Reproduce each of these lines verbatim.

Boundary labeling items
--- begin ---
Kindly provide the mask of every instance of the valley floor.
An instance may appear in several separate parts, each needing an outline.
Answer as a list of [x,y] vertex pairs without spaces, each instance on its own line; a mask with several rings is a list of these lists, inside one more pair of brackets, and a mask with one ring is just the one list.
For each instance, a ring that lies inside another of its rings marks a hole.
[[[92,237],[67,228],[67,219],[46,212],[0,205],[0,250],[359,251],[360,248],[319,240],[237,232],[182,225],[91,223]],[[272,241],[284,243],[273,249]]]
--- end ---
Output of the task
Kindly provide the mask of every instance of the valley floor.
An instance may appear in several separate parts, each needing an outline.
Answer as a list of [x,y] vertex pairs without spaces, each instance on its own line; a mask with several rings is a list of these lists, inside one more pair of brackets, and a mask with one ring is just the one list.
For each instance, a ring that lies inside another of its rings marks a hole.
[[[92,237],[67,228],[67,219],[46,212],[0,205],[0,250],[359,251],[360,248],[319,240],[237,232],[182,225],[91,223]],[[272,241],[284,243],[273,249]]]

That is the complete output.